▶ **Problem requirements**:
List every line in the listing below that contains the string "cluster".

━━━━━━

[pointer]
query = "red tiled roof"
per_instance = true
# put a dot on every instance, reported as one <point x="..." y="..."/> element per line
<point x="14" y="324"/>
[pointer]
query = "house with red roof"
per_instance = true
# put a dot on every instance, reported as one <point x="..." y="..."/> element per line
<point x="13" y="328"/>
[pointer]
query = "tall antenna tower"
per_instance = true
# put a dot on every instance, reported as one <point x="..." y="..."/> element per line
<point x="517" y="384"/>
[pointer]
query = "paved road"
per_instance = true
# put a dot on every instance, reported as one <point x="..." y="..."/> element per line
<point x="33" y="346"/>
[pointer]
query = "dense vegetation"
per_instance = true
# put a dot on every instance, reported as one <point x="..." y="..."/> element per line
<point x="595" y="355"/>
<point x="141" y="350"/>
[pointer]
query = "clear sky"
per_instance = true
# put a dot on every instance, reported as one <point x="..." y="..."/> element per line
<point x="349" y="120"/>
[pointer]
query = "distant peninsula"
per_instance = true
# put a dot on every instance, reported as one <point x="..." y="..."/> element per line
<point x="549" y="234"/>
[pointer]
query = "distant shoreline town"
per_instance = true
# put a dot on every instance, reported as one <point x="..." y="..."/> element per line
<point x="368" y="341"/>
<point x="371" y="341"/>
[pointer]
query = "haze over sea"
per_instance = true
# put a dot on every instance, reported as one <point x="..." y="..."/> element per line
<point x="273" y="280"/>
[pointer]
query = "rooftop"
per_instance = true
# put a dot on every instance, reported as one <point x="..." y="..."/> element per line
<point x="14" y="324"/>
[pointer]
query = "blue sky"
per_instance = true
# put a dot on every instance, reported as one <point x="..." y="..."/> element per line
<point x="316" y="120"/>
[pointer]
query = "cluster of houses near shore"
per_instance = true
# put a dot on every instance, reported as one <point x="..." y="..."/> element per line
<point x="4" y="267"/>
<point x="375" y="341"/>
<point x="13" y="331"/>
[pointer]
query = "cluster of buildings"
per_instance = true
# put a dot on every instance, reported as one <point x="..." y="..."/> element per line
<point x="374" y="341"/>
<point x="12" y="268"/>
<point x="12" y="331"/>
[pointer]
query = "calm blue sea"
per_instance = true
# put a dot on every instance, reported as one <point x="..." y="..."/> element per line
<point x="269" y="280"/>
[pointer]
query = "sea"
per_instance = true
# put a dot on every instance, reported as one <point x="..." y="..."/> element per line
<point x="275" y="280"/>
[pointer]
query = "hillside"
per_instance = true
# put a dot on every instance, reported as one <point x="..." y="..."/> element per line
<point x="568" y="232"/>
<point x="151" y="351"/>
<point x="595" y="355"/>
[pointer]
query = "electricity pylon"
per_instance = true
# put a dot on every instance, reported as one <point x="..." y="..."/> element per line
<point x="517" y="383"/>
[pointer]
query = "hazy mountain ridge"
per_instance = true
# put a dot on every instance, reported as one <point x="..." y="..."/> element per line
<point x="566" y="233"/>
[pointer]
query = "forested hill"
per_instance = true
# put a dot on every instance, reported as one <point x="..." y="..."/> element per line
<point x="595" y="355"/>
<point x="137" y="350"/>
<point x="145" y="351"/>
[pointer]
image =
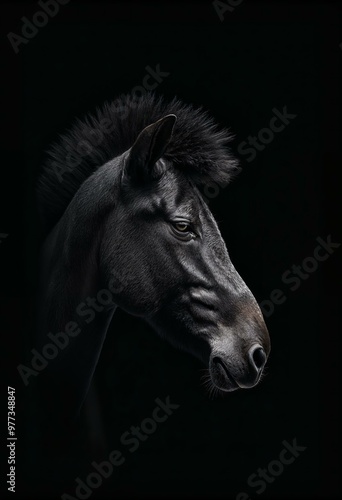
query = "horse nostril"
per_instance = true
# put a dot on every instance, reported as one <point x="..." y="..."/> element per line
<point x="257" y="357"/>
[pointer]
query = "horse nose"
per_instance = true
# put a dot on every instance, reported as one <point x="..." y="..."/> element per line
<point x="257" y="358"/>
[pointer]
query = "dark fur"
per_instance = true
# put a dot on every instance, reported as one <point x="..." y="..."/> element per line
<point x="197" y="146"/>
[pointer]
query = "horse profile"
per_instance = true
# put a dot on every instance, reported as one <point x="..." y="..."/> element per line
<point x="129" y="220"/>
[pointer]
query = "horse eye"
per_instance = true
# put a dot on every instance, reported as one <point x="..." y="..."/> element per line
<point x="182" y="227"/>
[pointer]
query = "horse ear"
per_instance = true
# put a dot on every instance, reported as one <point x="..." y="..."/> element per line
<point x="149" y="148"/>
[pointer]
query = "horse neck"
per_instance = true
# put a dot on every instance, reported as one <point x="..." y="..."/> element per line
<point x="70" y="282"/>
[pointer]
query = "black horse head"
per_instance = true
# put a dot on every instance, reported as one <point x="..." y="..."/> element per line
<point x="135" y="223"/>
<point x="164" y="247"/>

━━━━━━

▶ **Exercise response**:
query = "cluster of houses near shore"
query = "cluster of buildings"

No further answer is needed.